◆ What is being asked
Gather every line in the records below that contains the word "field" with matching case, and copy each of those lines in full.

Image box annotation records
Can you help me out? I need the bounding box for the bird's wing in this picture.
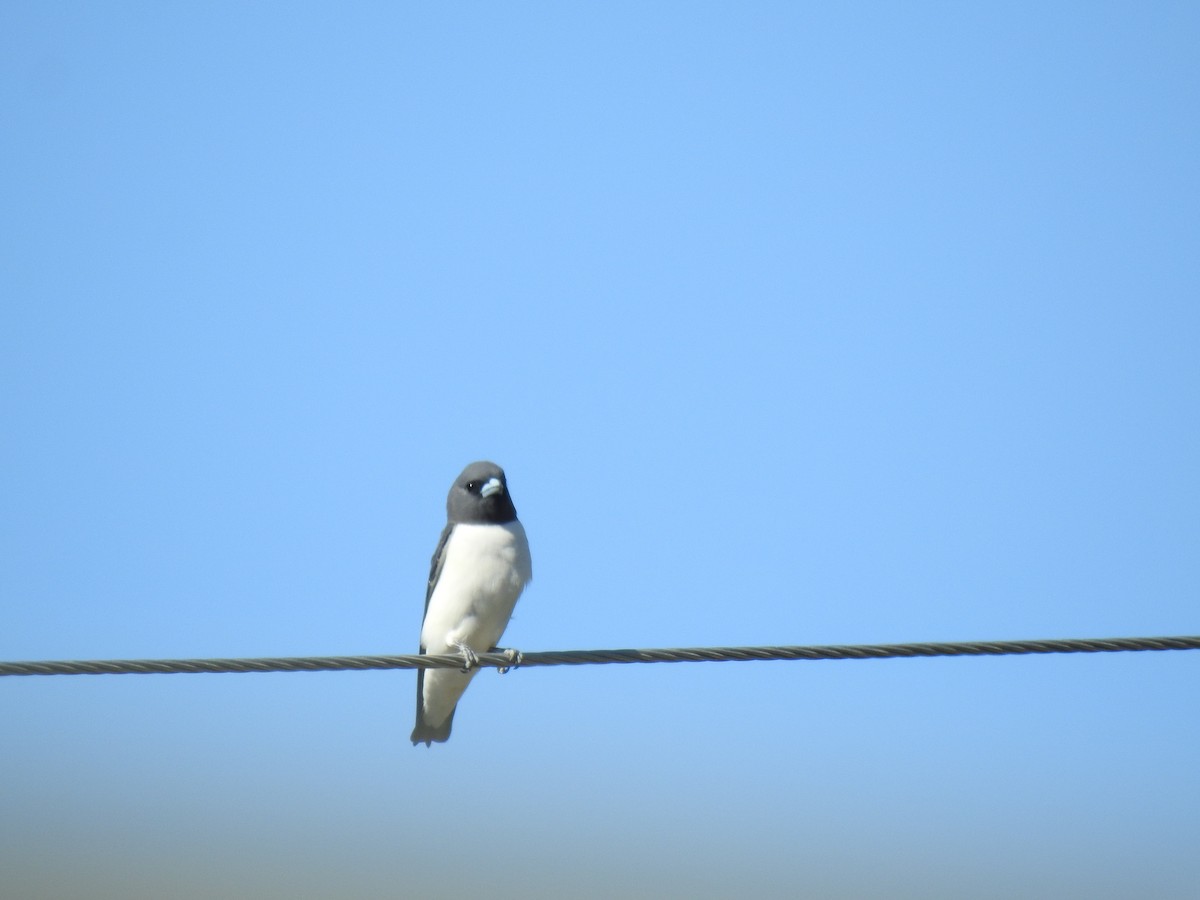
[421,522,454,624]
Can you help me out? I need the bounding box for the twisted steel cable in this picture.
[0,636,1200,676]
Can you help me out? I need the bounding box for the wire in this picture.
[0,636,1200,676]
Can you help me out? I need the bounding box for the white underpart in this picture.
[421,522,533,727]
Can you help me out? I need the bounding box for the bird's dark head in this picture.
[446,461,517,524]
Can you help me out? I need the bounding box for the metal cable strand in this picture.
[0,636,1200,676]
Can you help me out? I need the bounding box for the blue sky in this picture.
[0,2,1200,898]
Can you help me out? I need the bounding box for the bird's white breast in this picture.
[421,522,533,653]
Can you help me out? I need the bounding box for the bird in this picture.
[412,461,533,746]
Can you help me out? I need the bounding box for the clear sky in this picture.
[0,0,1200,900]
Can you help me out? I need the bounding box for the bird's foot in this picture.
[492,647,524,674]
[454,641,479,674]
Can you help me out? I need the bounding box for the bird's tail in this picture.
[409,672,458,746]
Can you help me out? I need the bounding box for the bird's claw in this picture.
[496,647,524,674]
[455,641,479,674]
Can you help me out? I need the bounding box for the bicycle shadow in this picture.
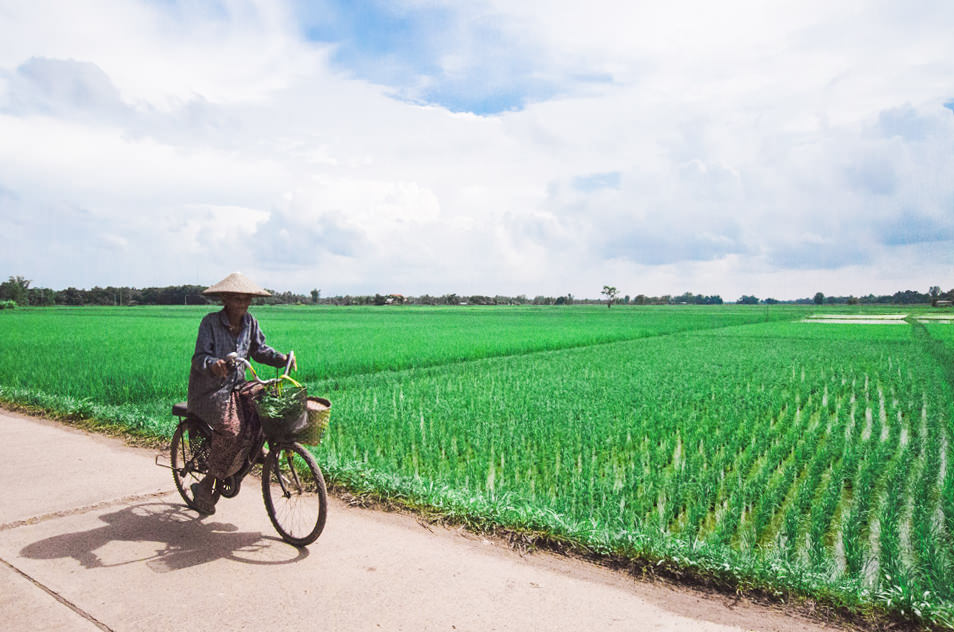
[20,503,308,573]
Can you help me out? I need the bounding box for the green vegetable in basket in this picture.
[255,386,308,422]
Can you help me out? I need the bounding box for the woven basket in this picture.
[294,397,331,445]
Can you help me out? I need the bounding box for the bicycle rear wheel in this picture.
[262,443,328,546]
[170,419,219,510]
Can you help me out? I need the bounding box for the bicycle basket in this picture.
[255,385,308,441]
[294,397,331,445]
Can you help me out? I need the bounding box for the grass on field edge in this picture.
[0,398,954,631]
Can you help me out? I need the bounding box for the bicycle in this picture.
[162,352,331,546]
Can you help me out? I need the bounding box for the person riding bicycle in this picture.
[187,272,294,514]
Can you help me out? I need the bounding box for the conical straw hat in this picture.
[202,272,271,296]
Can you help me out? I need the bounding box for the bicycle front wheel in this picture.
[169,419,219,509]
[262,443,328,546]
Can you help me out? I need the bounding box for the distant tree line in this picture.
[0,276,954,309]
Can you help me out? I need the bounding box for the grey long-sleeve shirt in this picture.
[187,309,285,426]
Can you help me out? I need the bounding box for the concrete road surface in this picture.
[0,411,848,632]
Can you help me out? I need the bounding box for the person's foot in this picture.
[191,483,215,516]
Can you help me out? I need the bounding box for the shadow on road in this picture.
[20,503,308,573]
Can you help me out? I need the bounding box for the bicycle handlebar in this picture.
[225,351,295,384]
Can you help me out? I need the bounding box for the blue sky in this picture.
[0,0,954,300]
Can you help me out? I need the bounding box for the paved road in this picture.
[0,411,848,632]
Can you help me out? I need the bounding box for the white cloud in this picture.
[0,0,954,300]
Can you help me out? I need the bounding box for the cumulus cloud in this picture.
[0,0,954,298]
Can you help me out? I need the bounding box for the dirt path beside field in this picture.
[0,410,844,632]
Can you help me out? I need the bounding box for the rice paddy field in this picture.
[0,305,954,627]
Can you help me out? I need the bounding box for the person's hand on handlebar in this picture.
[210,360,229,377]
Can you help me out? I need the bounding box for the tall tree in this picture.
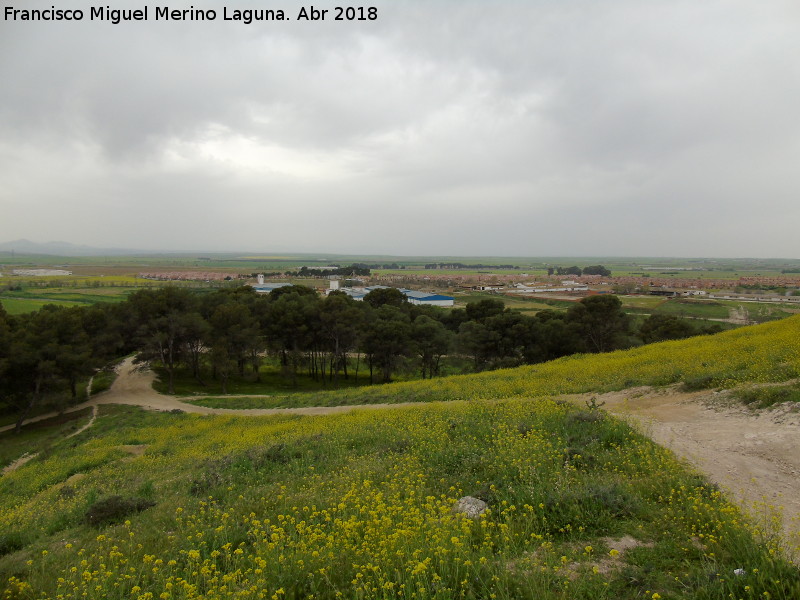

◆ Final result
Can you help me out? I need the bounding box for the grass on field edge in this picture.
Can you help me out? I need the bounding box for the dirt path beside field in this picture.
Can you help me out? I need the bounding box for the rice paddy field in this picture.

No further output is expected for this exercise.